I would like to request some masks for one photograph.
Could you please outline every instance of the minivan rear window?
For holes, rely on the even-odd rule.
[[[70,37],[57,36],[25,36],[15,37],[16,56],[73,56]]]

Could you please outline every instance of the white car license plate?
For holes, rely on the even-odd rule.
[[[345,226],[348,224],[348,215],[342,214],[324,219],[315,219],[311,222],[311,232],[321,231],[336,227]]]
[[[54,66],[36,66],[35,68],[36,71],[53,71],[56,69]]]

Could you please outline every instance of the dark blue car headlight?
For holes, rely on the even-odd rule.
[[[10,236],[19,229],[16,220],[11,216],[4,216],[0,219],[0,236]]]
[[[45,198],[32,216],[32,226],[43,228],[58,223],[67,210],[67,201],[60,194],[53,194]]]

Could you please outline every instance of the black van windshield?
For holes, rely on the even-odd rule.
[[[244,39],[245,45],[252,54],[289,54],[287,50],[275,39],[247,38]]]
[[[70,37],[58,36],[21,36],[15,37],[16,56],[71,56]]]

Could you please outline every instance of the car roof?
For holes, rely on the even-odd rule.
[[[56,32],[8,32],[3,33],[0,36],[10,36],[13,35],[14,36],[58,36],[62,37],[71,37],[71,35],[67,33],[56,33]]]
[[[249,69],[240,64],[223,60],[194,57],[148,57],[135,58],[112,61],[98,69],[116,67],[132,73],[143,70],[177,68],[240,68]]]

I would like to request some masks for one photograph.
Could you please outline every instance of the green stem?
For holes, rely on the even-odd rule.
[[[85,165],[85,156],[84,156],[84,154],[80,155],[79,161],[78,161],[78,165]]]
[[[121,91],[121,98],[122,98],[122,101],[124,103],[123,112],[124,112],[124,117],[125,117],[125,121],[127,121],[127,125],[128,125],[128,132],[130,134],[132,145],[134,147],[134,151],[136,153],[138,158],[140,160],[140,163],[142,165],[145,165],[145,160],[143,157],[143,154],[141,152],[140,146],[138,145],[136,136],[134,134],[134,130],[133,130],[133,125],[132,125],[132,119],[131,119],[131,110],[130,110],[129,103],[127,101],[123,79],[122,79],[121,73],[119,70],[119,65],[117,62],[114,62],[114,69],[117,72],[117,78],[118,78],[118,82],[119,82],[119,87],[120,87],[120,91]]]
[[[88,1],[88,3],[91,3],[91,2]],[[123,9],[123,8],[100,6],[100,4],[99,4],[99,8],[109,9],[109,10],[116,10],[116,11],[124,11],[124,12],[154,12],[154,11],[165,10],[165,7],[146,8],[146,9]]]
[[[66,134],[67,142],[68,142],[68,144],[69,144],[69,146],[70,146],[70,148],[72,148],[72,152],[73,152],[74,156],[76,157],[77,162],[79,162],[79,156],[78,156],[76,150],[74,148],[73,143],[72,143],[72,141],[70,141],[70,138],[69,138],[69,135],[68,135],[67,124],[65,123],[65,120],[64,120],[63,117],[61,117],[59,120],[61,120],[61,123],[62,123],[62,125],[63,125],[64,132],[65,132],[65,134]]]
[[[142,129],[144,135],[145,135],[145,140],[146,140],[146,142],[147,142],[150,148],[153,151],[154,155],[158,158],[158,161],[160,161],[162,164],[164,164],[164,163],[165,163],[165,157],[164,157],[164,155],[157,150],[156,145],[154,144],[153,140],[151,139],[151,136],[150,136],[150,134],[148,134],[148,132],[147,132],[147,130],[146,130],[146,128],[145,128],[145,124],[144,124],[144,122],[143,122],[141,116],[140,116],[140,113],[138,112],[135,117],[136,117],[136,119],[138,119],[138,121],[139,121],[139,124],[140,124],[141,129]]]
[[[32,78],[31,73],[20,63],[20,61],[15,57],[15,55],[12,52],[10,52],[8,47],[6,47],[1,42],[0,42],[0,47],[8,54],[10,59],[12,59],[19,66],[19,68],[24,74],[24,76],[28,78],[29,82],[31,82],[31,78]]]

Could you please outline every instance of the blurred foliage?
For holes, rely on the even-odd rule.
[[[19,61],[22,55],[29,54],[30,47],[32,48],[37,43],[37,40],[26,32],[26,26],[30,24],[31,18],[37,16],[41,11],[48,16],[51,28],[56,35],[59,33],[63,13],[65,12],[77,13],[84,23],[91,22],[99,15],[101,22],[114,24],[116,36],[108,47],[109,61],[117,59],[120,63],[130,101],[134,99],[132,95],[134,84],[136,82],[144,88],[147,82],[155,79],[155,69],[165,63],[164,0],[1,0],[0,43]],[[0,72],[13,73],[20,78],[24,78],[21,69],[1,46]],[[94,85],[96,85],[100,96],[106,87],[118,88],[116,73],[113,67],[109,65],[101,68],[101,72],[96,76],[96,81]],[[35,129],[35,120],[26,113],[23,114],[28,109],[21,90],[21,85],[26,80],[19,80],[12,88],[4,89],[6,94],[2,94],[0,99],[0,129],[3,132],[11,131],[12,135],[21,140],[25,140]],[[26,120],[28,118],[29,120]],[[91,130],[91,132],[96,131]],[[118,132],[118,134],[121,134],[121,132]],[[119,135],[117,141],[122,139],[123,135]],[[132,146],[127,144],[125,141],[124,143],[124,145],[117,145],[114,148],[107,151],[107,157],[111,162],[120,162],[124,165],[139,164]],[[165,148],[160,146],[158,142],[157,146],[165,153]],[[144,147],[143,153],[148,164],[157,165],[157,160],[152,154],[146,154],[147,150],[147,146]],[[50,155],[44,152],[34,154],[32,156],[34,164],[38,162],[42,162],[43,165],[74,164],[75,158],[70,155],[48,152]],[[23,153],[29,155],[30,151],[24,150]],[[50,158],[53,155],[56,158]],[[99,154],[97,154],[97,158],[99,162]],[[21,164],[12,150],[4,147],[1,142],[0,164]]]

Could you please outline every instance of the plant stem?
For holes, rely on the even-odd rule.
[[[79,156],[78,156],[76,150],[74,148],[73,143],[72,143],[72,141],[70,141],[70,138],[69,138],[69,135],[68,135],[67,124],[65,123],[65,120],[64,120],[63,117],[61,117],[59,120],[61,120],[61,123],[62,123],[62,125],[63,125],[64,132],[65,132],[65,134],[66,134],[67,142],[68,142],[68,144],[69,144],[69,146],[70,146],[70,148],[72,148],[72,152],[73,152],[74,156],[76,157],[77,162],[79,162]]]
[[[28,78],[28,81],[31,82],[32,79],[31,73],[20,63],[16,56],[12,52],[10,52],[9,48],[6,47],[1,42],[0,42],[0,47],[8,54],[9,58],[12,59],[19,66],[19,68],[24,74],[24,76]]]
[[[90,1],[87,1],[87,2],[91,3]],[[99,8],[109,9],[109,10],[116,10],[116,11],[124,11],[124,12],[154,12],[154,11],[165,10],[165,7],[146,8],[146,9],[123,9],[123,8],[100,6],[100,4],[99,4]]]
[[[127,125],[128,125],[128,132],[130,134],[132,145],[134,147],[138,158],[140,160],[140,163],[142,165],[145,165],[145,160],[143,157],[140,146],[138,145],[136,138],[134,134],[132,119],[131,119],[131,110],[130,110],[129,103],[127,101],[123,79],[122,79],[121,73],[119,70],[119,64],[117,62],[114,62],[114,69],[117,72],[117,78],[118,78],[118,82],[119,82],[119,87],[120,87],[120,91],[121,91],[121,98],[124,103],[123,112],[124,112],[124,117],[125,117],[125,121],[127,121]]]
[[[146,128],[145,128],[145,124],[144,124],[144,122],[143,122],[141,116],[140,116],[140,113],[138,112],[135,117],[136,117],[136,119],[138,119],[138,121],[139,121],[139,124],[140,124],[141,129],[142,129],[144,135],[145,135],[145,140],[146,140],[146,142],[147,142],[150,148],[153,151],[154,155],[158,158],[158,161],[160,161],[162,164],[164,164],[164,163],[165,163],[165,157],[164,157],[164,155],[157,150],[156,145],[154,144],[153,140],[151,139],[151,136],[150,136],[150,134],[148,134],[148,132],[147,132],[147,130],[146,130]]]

__________

** Exercise directions **
Reproduce the data above verbatim, from the line containing "Could you please outline every instance of the white" to the line containing "[[[70,37],[58,36],[21,36],[15,37],[16,56],[71,56]]]", including both of those lines.

** Answer in full **
Could you please outline every instance of the white car license plate?
For holes, rely on the even-odd rule.
[[[345,226],[348,224],[348,215],[342,214],[324,219],[315,219],[311,222],[311,232],[321,231],[336,227]]]
[[[54,66],[36,66],[35,68],[36,71],[53,71],[56,69]]]

Could you please outline every instance of the dark blue car headlight?
For holes, rely on the even-odd rule.
[[[10,236],[19,229],[16,220],[11,216],[4,216],[0,219],[0,236]]]
[[[45,198],[32,216],[32,226],[43,228],[58,223],[67,210],[67,201],[60,194],[53,194]]]

Could you please outline every instance of the black van windshield?
For holes, rely on the even-odd rule.
[[[244,39],[245,45],[252,54],[289,54],[287,50],[275,39],[247,38]]]
[[[70,37],[58,36],[21,36],[15,37],[16,56],[71,56]]]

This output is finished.